• [STUDIENTEXT]
────────────────────

Die Ergebnisse dieser Erhebung können und dürfen nicht ignoriert werden. Ich verspreche Ihnen, dass ich auch in dieser Legislaturperiode nicht nachlassen werde, auf diese für eine zivilisierte Gesellschaft beschämenden Befunde hinzuweisen.

Körperliche, sexuelle und psychische Gewalt gegen Frauen ist eine gravierende Menschenrechtsverletzung.

(Zustimmung im ganzen Hause)

Unsere politische Verantwortung ist es, Gewalt gegen Frauen - egal wo, ob im häuslichen oder im öffentlichen Raum - nicht nur nicht aus dem Blick geraten zu lassen, wir alle haben vielmehr eine politische Verantwortung, etwas dagegen zu unternehmen. Dieser Verantwortung stellt sich die schwarz-rot-grüne Koalition.

Auch an dieser Stelle darf ich versprechen: Ich werde nicht nachlassen, für tatsächliche Verbesserungen zu streiten. Diese sind zuvörderst im Interesse der betroffenen Frauen und ihrer Kinder, sie sind aber auch im Interesse von uns allen; denn von den mittelbaren Auswirkungen sind wir alle betroffen.

Gewalterfahrungen haben meist nicht nur weitreichende negative Auswirkungen auf die körperliche und seelische Gesundheit der Frauen. Sie beeinträchtigen oft auch massiv ihre familiären und sozialen Beziehungen.

Kinder, die von häuslicher Gewalt betroffen sind, haben unter den Folgen nicht selten ein Leben lang zu leiden. Zutiefst traumatisierte Frauen,

verstörte Kinder, zerrüttete Familien - dies hat nachhaltige Auswirkungen.

Ich selbst habe in den 90er-Jahren des letzten Jahrhunderts im Dessauer Frauenhaus gearbeitet und war Gründungssprecherin der LAG der Frauenhäuser. Wenn ich heute vor Ort bin, begegnet mir oft schon die Enkelgeneration. Das ist ein zutiefst trauriges, verstörendes Erlebnis und ein Armutszeugnis für unsere Gesellschaft. Mit etwas psychologischem Engagement, wenn psychosoziale Arbeit mit den Kindern möglich gewesen wäre, hätten wir vermutlich die sich hier drehende Gewaltspirale durchbrechen können.

────────────────────

• [DATENBLOCK]
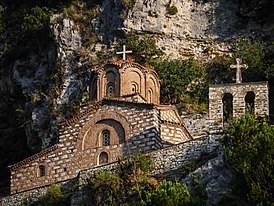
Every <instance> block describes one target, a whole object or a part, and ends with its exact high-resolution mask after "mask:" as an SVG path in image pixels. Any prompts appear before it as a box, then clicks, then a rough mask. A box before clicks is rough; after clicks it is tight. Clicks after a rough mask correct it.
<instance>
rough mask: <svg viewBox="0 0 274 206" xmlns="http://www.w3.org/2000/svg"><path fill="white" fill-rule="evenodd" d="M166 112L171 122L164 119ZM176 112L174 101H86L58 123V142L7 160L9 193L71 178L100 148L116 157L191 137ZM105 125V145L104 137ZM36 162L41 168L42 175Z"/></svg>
mask: <svg viewBox="0 0 274 206" xmlns="http://www.w3.org/2000/svg"><path fill="white" fill-rule="evenodd" d="M91 108H92V109H91ZM163 108H164V110H163ZM161 113H162V115H160V114H161ZM163 117H164V118H163ZM169 117H170V119H171V120H172V121H174V122H175V123H174V122H168V121H167V120H166V119H168V118H169ZM178 117H179V115H178V114H177V112H176V110H174V107H170V109H169V110H168V106H163V107H161V106H155V105H153V104H147V103H138V102H129V101H120V100H119V101H118V100H111V99H109V100H104V101H103V102H100V103H96V104H95V105H92V104H90V105H88V106H84V107H83V108H82V109H81V113H80V114H79V116H77V117H74V118H73V119H72V120H68V121H67V122H65V123H64V124H62V126H61V128H60V132H59V143H58V144H57V145H56V146H54V147H52V148H49V149H48V150H46V151H42V152H41V153H39V154H36V155H34V156H33V157H30V158H28V159H26V160H23V161H22V162H19V163H17V164H15V165H12V166H11V193H12V194H14V193H17V192H21V191H26V190H29V189H32V188H36V187H42V186H46V185H50V184H53V183H57V182H62V181H65V180H67V179H72V178H75V177H76V176H77V175H78V173H79V172H80V171H81V170H85V169H89V168H92V167H95V166H98V165H99V163H100V159H99V157H100V155H101V154H102V153H104V158H105V159H107V162H114V161H117V160H118V158H119V157H121V156H127V155H129V154H134V153H136V152H139V151H151V150H155V149H159V148H163V147H166V146H169V145H173V144H177V143H181V142H184V141H188V140H190V139H192V137H191V136H190V134H189V133H188V132H187V130H186V128H185V127H184V126H183V124H182V122H181V121H180V119H179V118H178ZM176 122H177V123H176ZM167 129H168V132H167ZM106 130H107V131H109V133H110V140H109V145H103V142H102V141H103V140H102V133H103V132H104V131H106ZM101 157H102V156H101ZM102 161H103V160H102ZM40 166H43V167H44V168H45V174H44V175H43V176H41V175H39V171H38V169H39V167H40Z"/></svg>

────────────────────

• [AUFGABENSTELLUNG]
Schreiben Sie aus dem Text über Gewalt gegen Frauen die Stelle ab, die mit den Worten „Gewalterfahrungen haben meist“ beginnt, und hören Sie nach „und sozialen Beziehungen.“ auf.

• [SCHRIFTLICHE ANTWORT]
Gewalterfahrungen haben meist nicht nur weitreichende negative Auswirkungen auf die körperliche und seelische Gesundheit der Frauen. Sie beeinträchtigen oft auch massiv ihre familiären und sozialen Beziehungen.